Page extract: Begin

Paul Schipper, February 23, 1923 to February 16, 2009
I helped the Schipper family write this obituary for Paul, so I decided to post it here on my blog. His story was the first national story I ever publicized in my career, and it sure was a fun story to tell. Paul enjoyed being interviewed and telling his story because it helped Sugarloaf to gain national recognition. That made him happy. I sure will miss him.
Paul Schipper, Ironman of Skiing, 1923 – 2009
Paul Schipper, age 85, of Carrabassett Valley, died on February 16, 2009 at Veteran’s Rehabilitation Center in Bangor, Maine. Also known as “The Ironman of Skiing,” Schipper was widely covered in the media for his 24 year skiing streak at Sugarloaf, where he skied every day that Sugarloaf was open from 1981 until 2005.
He was born on February 23, 1923 in Detroit, Michigan. His parents were Marie and Jay Edward Schipper. He graduated from Pleasantville (NY) High School and attended Syracuse University for two years before enrolling in the United States Air Force where he became a Lieutenant Colonel before retiring. He then became a commercial airline pilot and was a Captain with Eastern Airlines before a terrible near-tragic take-off in 1961 when the strut of his plane collapsed and caused a fiery crash. Paul had to dive out of the plane, causing his chest to collapse and subsequently several heart surgeries. Luckily there were no passengers aboard at the time, as the plane was headed for another airport to pick up passengers.

Page extract: End

=== Assignment ===
Please pick up the Paul Schipper obituary after its final sentence and carry it forward.

Dataset excerpts: Begin

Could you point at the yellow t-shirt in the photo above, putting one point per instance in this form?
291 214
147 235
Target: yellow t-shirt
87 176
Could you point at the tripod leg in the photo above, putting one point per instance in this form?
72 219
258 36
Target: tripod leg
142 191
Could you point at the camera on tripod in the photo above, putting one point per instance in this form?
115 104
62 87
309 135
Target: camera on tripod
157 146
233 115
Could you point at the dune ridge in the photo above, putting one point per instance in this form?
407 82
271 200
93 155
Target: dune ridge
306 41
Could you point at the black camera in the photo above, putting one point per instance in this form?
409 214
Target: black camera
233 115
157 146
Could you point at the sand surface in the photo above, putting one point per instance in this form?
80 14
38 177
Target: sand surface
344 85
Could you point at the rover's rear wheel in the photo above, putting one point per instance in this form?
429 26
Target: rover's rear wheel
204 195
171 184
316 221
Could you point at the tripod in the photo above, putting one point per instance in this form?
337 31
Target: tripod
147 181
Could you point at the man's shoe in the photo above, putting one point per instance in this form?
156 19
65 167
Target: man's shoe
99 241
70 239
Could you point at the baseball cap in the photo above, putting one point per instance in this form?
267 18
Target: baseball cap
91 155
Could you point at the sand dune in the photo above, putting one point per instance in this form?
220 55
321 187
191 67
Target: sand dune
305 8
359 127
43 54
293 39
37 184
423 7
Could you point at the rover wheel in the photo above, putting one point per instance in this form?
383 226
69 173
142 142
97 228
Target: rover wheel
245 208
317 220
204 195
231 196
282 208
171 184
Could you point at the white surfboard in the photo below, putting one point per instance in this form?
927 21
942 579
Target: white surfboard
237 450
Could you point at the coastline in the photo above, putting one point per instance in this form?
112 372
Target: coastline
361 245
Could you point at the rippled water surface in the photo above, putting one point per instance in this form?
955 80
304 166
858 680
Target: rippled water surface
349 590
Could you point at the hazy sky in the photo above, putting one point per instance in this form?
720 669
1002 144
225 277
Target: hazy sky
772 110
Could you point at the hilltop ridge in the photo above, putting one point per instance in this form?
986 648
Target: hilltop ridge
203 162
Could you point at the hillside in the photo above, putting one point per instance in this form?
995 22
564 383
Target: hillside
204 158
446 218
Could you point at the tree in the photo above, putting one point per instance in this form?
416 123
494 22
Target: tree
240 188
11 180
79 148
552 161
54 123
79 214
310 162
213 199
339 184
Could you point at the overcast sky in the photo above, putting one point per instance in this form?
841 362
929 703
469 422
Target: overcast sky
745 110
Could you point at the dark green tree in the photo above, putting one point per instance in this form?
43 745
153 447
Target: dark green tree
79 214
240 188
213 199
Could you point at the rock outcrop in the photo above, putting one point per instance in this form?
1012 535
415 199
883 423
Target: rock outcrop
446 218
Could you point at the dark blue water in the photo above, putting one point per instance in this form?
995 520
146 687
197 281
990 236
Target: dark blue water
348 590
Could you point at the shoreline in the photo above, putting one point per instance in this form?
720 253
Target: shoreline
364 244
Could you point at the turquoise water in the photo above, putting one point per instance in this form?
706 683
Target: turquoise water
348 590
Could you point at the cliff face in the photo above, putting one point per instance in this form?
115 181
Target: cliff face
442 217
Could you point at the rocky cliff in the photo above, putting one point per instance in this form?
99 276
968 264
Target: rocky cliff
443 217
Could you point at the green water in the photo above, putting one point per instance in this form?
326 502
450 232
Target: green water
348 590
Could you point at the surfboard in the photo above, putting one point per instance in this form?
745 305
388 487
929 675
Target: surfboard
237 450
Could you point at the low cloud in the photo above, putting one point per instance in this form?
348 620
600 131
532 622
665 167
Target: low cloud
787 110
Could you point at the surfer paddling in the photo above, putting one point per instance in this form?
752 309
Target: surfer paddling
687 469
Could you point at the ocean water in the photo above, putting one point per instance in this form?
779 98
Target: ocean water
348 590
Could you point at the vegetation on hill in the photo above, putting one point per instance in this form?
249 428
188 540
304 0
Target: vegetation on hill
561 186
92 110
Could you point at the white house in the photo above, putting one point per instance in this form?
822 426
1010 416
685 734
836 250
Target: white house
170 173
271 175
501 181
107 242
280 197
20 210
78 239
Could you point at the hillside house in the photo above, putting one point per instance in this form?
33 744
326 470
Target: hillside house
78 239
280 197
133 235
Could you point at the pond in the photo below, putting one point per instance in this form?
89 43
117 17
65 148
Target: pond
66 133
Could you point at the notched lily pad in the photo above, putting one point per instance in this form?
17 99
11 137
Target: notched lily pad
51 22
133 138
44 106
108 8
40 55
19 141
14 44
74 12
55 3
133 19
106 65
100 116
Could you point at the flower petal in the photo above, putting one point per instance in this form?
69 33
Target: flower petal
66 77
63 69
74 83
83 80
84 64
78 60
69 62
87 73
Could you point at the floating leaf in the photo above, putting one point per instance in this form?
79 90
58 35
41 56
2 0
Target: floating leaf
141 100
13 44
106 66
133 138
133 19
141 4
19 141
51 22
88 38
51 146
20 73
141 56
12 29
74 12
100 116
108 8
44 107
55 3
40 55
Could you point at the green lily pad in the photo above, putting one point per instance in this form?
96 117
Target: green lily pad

Dataset excerpts: End

=== Answer to this task ===
He then moved to Maine where he became a Registered Maine Guide and part owner of Kibby Kamp, a classic Maine sporting camp north of Eustis where he spent many happy days fly fishing with his many friends and family members.
Paul was most known for his skiing ‘streak’ which began in 1981 at age 57 and continued through 2005 at age 81. He skied every single day that Sugarloaf was open for 3,903 consecutive days. Because his story became more and more appealing to the media and the public as he skied through bouts of cancer, pneumonia, near blindness in one eye, and trips as far as Poughkeepsie, New York to see his son graduate from culinary school, he became a nationally-renowned media celebrity. His story was featured in the media across the country including the Boston Globe, the New York Times, People Magazine (two times), Good Morning America on ABC TV nationally. He received fan mail from admirers the world around as he inspired people to rise to their personal challenges and stick with their personal pursuits despite physical and mental obstacles. Sugarloaf named a trail in his honor on April 4, 2005, by calling a section of the famous Narrow Gauge Trail as “Schipper’s Streak.”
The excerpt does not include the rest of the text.